Task objective
Return every line of the data below that contains the string "provide". Matching is case-sensitive.

-- begin Dataset entries --

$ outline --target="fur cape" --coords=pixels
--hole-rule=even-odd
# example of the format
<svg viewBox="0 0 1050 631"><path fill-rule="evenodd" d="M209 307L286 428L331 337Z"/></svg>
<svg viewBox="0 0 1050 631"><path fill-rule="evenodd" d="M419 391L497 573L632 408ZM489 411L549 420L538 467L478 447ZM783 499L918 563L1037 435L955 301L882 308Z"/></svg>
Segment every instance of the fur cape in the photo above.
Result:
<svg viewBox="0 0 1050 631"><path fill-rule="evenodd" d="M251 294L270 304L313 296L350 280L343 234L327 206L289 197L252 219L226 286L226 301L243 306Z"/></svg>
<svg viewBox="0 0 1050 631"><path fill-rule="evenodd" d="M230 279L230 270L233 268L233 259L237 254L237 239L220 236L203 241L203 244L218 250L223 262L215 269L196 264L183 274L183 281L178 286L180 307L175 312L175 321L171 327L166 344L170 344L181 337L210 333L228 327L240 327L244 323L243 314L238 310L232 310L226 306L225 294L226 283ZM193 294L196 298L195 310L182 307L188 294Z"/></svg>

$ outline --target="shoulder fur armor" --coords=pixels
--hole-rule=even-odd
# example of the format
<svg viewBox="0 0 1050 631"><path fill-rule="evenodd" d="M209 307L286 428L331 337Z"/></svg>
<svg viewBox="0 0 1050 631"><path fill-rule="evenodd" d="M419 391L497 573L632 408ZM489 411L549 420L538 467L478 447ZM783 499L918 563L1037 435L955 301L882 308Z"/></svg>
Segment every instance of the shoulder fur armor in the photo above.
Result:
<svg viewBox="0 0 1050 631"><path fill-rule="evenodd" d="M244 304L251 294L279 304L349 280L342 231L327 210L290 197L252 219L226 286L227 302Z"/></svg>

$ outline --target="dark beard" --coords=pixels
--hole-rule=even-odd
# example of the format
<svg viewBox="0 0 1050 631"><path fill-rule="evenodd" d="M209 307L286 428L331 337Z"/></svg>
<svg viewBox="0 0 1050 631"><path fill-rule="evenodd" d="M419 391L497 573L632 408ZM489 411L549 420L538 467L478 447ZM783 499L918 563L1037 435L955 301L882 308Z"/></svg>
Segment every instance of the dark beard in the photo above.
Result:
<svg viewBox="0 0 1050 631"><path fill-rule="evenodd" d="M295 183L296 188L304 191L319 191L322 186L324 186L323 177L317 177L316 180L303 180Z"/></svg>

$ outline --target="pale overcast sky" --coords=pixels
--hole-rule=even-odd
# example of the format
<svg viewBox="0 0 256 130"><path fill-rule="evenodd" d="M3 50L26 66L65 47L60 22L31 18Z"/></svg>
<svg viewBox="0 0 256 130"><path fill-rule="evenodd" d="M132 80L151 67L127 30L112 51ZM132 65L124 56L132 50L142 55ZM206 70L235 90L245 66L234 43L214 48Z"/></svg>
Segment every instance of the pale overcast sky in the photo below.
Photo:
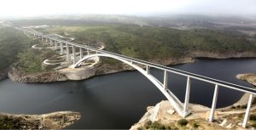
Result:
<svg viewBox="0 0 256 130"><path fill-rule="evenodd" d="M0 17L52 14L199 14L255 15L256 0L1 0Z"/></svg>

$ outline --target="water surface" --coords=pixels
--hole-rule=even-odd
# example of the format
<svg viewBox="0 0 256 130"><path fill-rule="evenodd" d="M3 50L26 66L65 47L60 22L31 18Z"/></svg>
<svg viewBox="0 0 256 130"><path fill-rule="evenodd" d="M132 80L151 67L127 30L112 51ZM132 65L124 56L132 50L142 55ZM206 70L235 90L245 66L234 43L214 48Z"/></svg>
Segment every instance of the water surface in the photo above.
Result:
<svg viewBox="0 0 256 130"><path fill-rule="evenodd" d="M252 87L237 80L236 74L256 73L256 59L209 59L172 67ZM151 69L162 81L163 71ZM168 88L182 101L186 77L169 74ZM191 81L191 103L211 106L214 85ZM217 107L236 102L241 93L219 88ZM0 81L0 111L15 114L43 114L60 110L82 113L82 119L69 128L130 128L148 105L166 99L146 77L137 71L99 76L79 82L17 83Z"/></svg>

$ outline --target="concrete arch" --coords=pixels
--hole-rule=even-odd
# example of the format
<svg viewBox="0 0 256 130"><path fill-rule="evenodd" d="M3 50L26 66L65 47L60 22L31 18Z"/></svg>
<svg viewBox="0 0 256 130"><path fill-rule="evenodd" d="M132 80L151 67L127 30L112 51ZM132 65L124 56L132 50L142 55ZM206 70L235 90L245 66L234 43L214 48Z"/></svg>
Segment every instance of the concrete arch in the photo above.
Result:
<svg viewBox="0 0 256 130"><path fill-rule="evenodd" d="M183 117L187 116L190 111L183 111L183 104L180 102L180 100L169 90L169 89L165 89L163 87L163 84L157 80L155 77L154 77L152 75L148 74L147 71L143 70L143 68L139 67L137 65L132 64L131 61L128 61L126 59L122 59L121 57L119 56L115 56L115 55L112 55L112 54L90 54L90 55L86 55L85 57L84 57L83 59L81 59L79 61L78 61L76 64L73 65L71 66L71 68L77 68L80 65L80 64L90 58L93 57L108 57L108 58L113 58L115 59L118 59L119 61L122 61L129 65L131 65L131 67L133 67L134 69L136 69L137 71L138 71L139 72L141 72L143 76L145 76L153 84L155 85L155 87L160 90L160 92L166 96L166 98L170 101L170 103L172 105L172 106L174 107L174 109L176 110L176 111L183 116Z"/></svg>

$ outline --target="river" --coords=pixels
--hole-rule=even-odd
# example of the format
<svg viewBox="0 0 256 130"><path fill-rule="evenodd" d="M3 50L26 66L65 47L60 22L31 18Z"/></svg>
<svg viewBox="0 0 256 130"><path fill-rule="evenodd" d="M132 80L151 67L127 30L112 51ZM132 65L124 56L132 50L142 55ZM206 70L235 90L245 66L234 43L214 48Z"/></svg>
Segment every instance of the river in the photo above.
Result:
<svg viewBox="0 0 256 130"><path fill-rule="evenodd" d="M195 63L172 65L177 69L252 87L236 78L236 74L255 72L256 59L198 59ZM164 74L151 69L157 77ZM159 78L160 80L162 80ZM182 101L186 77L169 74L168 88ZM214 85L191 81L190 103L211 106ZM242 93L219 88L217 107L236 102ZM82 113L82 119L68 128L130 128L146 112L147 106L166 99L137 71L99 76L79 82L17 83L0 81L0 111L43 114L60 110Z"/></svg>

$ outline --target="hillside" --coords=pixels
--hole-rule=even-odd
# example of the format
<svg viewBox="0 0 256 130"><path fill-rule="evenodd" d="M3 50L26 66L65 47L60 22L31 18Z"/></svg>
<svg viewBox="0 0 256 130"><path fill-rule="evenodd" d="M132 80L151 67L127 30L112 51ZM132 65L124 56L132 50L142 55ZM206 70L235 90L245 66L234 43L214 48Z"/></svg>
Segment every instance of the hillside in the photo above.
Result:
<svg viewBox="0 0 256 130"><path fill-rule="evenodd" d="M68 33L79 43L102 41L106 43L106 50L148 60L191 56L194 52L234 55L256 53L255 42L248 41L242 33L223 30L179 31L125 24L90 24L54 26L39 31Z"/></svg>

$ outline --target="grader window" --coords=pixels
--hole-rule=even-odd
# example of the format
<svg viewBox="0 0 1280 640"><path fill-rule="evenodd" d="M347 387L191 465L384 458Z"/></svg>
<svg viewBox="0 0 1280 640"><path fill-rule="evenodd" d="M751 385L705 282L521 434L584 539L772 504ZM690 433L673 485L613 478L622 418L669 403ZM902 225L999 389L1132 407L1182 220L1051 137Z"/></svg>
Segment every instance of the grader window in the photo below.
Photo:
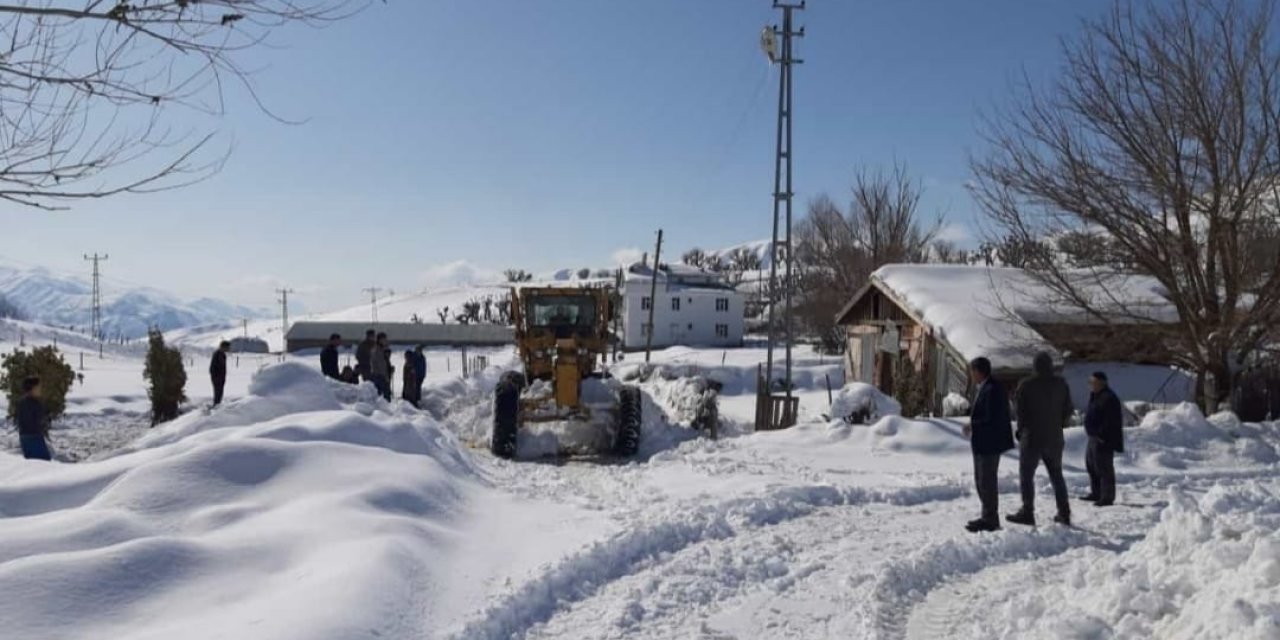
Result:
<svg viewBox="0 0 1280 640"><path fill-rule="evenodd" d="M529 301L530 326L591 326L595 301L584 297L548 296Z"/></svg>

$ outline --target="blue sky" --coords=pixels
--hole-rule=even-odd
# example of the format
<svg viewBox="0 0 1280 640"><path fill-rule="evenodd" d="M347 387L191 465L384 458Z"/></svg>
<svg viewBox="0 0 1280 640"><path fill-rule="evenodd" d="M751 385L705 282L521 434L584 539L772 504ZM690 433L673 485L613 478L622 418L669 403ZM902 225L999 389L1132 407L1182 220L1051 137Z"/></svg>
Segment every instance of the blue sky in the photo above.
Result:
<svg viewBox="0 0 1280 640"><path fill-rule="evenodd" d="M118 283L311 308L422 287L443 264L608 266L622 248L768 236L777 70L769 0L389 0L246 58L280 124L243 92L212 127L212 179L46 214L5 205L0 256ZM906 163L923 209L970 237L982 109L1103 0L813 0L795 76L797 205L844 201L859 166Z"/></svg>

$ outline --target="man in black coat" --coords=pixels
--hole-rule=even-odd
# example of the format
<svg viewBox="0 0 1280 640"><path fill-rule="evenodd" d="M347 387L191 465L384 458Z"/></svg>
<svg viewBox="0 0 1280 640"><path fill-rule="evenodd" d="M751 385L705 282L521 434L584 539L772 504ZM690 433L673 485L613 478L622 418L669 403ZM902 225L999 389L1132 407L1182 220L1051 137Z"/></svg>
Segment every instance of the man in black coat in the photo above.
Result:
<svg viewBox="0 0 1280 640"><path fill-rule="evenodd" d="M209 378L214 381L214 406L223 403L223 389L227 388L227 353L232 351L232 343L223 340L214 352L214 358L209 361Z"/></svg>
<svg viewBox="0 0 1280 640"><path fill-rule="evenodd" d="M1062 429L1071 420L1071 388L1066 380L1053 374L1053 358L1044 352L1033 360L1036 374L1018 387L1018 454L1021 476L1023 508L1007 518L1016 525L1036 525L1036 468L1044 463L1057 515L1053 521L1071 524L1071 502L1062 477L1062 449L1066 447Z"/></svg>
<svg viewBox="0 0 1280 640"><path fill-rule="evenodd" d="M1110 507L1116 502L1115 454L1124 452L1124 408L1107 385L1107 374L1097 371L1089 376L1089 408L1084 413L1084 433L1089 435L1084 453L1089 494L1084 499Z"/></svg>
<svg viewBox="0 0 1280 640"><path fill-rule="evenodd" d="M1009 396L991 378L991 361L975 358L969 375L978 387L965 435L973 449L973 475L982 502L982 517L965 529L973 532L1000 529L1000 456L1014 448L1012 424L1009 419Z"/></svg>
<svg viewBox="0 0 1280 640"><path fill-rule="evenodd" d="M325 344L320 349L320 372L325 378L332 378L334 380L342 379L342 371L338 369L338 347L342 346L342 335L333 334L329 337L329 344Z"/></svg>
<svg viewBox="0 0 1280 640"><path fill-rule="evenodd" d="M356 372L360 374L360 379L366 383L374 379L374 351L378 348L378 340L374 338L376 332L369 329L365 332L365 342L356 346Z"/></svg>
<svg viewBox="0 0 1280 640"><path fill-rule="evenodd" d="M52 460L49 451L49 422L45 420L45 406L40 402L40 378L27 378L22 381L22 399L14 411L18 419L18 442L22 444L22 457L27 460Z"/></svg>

-- end Dataset entries --
-- begin Dataset entries --

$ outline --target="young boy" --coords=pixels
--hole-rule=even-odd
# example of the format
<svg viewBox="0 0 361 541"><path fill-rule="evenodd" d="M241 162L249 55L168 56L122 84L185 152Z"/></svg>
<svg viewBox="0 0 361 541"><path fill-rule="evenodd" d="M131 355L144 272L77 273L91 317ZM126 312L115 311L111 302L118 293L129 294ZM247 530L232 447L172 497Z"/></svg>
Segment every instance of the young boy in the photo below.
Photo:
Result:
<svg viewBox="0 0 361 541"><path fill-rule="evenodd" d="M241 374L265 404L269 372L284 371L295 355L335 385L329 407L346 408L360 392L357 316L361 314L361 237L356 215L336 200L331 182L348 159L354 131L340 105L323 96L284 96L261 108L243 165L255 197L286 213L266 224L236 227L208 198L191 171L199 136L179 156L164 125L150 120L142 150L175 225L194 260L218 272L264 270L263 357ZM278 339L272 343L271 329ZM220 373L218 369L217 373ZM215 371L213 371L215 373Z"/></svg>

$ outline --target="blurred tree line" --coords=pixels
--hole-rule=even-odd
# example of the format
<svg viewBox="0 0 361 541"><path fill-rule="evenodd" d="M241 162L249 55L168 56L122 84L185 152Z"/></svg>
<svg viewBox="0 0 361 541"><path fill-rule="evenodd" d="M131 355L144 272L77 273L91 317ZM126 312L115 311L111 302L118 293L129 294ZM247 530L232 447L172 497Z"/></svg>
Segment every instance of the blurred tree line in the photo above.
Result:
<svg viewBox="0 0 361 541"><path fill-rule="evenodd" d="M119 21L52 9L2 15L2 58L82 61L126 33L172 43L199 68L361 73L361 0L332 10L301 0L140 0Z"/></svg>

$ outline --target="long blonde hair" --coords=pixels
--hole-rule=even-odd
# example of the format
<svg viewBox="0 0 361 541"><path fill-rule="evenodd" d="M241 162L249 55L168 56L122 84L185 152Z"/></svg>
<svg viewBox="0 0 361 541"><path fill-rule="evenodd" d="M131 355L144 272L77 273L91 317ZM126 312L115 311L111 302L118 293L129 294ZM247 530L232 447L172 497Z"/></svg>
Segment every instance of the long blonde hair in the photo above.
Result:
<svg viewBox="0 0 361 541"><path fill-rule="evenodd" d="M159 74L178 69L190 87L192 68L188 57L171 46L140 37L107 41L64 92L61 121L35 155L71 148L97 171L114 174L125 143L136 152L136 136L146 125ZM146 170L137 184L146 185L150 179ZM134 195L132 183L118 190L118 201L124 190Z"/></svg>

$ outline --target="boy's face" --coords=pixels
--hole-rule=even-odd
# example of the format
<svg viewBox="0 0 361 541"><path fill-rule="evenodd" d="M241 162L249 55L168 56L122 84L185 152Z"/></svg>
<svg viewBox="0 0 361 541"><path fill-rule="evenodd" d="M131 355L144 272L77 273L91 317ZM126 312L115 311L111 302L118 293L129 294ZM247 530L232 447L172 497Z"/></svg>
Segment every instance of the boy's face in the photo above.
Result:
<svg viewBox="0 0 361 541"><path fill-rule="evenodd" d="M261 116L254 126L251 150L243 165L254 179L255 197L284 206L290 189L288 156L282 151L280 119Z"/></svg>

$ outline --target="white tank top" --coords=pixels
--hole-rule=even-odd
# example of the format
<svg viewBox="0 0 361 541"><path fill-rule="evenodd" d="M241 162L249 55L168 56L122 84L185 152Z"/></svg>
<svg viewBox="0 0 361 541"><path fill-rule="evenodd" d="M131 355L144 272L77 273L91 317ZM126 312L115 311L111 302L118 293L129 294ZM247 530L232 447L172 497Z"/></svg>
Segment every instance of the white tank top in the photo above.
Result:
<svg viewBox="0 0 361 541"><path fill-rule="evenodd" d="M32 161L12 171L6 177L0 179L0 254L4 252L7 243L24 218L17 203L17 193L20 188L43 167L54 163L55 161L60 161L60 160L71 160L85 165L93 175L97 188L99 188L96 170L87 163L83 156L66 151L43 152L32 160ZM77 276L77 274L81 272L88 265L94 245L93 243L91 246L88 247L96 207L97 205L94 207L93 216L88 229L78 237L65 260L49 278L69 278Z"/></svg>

-- end Dataset entries --
-- begin Dataset entries --

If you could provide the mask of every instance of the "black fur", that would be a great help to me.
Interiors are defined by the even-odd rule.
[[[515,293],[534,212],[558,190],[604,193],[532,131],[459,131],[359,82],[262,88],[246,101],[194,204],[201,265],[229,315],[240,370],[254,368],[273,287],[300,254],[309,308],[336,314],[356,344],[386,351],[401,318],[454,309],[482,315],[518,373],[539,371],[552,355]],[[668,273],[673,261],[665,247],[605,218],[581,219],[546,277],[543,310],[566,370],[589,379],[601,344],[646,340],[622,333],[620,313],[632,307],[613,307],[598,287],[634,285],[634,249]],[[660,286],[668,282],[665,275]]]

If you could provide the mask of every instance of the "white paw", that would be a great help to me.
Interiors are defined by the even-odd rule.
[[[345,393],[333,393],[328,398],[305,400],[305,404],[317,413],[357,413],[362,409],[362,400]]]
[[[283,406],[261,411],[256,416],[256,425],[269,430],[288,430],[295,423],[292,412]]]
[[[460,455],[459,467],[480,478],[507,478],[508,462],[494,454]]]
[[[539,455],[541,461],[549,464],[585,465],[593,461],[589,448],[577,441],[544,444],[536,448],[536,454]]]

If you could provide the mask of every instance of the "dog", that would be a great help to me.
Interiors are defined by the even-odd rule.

-- end Dataset entries --

Output
If you could provide the mask of every instance of the "black fur", that would be a great help to me.
If you could provide the mask of every instance of the "white paw", that would be a great help to me.
If you could provide the mask of every instance of the "dog", that would be a great help to me.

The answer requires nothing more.